= WHAT THIS EXERCISE ASKS =
1 > Set down the stretch of the interview on Afghanistan and Iraq word for word, starting at "ELLIOTT: In your" and ending at "to happen there?".
2 > Take the interview on security in Afghanistan further, picking up right after its last sentence.

Now, besides these tactical innovations, we have seen they have two main kinds of targets in both Iraq and Afghanistan now. One is the military allies of the United States whom they perceive as being less committed. And the second is on new recruits to the security forces in order to try to weaken the regime.

ELLIOTT: In your report, Mr. Rubin, you conclude that Afghanistan has gotten inadequate resources in troops and money from the international community. What do you think needs to happen there?

Mr. RUBIN: The troops that are there need to focus much more on providing security to the Afghan government and the Afghan people. That is happened to some extent in the past two years but it came quite late. During the first couple of years we really subcontracted most of that to Afghan warlords who most Afghans saw as insecurity forces rather than security forces.

Raw records
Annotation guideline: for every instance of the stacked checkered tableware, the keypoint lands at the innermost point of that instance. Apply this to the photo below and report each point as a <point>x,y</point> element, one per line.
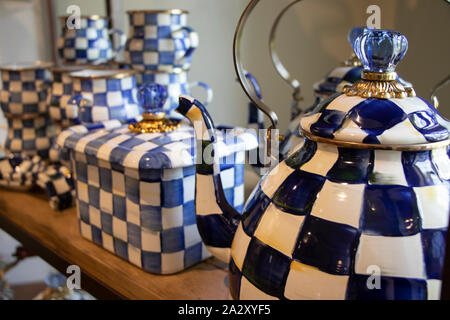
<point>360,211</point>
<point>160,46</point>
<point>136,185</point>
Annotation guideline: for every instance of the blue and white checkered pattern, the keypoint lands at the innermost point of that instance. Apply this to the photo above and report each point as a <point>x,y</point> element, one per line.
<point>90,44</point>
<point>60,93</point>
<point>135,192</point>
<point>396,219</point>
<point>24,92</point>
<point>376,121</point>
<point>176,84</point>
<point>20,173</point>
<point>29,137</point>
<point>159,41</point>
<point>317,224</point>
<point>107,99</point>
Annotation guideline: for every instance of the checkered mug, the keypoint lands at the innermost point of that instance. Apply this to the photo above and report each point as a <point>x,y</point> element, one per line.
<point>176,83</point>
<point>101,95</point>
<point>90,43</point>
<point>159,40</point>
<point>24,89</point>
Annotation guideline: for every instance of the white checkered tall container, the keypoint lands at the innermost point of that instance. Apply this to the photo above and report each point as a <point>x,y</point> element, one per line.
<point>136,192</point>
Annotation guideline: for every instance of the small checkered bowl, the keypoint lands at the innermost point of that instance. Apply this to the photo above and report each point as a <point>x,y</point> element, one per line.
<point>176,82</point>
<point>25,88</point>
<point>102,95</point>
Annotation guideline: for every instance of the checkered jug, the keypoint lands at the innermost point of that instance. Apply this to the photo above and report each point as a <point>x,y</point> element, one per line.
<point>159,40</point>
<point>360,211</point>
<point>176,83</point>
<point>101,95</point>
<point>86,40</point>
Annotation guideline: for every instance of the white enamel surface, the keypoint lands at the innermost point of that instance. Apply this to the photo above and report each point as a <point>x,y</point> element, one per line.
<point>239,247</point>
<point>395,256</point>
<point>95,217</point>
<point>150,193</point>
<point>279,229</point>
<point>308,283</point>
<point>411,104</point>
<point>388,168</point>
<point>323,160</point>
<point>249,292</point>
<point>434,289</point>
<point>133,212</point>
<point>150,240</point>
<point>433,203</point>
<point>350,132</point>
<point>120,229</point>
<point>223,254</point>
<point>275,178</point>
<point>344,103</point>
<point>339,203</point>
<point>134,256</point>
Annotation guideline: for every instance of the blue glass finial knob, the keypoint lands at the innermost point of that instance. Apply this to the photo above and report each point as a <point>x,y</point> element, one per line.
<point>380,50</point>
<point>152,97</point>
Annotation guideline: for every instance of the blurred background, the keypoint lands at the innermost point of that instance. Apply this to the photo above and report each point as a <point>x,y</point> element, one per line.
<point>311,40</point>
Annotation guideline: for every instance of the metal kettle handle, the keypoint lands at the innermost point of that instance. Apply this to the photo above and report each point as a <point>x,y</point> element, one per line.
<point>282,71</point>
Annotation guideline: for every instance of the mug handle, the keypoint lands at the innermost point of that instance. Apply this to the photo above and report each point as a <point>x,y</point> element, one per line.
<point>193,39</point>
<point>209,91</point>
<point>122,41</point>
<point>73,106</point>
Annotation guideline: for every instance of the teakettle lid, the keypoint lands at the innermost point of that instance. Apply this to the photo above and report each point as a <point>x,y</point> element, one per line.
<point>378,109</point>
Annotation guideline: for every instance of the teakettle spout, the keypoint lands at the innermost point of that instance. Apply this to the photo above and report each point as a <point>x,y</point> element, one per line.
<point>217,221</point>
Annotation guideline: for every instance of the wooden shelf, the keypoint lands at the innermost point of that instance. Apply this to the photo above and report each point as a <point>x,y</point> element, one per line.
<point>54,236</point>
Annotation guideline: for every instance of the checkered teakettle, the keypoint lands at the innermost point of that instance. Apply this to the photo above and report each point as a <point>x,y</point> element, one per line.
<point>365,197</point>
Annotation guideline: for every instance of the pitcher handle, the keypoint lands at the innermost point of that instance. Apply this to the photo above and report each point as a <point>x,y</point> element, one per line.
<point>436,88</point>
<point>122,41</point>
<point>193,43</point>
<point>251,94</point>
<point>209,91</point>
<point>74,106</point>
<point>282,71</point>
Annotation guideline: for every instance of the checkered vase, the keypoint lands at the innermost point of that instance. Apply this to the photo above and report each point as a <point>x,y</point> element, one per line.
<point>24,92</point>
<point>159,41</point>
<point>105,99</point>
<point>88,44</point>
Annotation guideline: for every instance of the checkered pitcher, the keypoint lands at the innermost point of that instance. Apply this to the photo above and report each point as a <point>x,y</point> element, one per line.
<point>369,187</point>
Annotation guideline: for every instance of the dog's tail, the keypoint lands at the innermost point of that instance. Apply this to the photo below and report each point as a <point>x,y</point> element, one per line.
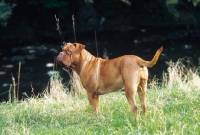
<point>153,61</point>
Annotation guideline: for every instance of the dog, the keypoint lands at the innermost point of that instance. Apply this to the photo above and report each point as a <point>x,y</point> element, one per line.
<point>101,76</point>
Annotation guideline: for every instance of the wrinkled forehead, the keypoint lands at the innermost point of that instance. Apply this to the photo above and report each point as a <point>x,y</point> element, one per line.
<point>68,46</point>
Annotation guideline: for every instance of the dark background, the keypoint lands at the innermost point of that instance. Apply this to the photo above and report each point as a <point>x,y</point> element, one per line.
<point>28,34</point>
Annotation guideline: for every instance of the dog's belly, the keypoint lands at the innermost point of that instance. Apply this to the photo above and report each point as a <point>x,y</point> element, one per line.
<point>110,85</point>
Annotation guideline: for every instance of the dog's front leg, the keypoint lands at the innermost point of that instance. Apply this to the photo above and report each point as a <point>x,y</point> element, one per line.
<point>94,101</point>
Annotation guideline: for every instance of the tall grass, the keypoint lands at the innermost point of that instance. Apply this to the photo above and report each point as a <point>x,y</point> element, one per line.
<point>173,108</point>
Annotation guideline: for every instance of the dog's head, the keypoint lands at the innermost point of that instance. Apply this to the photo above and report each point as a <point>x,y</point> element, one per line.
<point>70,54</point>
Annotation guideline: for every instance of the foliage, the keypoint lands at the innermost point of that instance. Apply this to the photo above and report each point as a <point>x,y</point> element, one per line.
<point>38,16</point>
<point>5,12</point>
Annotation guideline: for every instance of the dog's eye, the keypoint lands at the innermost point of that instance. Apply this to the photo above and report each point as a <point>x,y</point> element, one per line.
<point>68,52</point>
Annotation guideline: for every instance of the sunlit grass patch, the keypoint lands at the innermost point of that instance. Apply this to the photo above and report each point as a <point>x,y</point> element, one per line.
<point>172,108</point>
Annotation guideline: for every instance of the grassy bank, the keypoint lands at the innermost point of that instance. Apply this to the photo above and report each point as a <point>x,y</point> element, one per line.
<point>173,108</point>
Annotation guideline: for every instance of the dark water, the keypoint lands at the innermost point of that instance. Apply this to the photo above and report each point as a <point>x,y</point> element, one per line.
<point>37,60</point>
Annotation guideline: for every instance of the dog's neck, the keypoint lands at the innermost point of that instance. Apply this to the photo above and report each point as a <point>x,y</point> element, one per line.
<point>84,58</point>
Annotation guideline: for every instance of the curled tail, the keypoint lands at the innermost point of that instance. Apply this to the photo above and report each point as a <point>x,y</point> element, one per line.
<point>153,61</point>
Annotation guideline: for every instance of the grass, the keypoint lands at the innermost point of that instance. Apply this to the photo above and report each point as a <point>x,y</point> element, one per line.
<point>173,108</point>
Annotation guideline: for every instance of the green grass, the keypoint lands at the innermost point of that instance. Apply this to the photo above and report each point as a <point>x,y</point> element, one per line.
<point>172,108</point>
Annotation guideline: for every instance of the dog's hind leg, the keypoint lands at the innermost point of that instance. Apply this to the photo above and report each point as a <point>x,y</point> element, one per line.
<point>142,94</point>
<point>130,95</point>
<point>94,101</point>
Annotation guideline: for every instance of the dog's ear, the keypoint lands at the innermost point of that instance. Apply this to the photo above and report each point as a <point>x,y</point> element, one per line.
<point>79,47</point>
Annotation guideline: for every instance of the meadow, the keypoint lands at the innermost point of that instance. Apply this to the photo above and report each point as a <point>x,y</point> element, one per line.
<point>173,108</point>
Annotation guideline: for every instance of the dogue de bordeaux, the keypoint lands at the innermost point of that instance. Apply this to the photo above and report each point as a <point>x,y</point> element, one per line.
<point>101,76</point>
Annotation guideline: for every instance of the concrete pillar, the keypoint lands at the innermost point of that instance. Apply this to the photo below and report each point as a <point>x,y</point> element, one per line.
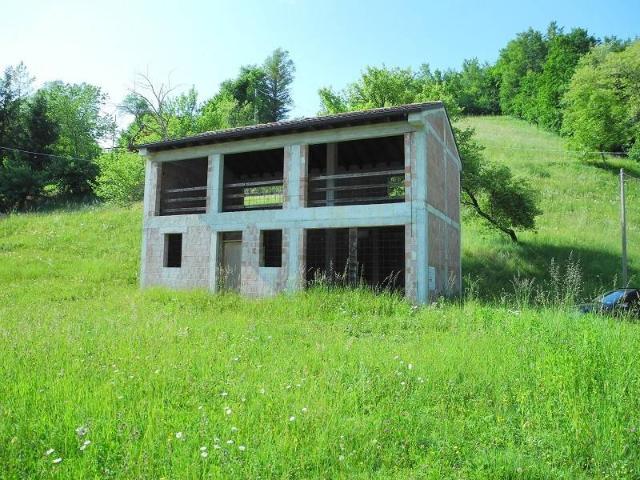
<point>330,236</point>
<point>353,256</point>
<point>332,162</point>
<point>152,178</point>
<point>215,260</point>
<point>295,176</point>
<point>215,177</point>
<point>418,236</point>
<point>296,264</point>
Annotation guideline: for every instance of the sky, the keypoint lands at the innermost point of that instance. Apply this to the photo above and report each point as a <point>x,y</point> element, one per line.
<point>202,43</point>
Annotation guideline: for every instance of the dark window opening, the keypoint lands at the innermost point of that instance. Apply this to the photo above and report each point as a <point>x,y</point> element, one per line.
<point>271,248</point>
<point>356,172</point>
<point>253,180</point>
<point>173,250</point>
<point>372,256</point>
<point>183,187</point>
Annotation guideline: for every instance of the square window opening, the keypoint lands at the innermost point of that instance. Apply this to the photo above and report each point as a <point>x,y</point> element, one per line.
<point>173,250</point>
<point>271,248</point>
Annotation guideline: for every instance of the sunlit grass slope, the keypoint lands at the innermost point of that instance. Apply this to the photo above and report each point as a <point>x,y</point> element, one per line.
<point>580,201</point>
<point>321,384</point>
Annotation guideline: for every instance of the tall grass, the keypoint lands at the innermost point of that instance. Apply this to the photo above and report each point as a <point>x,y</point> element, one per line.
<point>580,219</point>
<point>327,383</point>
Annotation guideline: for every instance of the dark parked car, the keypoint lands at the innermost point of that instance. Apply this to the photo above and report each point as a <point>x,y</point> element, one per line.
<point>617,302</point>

= OUTPUTS IN ORDER =
1 >
ELLIOTT: In your report, Mr. Rubin, you conclude that Afghanistan has gotten inadequate resources in troops and money from the international community. What do you think needs to happen there?

2 >
Second, people really need to see economic benefits. I think one thing that's very often neglected about Afghanistan is it's about the fifth poorest country in the world. The people there were expecting that when the United States came in, it would build roads, bridges, schools. Initially, we didn't commit any new money for reconstruction. Finally, we started to do that but we implement our reconstruction programs by contracting with U.S. companies and NGOs, and in a way they see that aid program as continuing to undermine their own government and their own authorities because we don't put the money through their national mechanisms.

ELLIOTT: Barnett Rubin, a scholar at New York University, has advised the United Nations on Afghanistan.

Thank you so much for speaking with us.

Mr. RUBIN: Thank you.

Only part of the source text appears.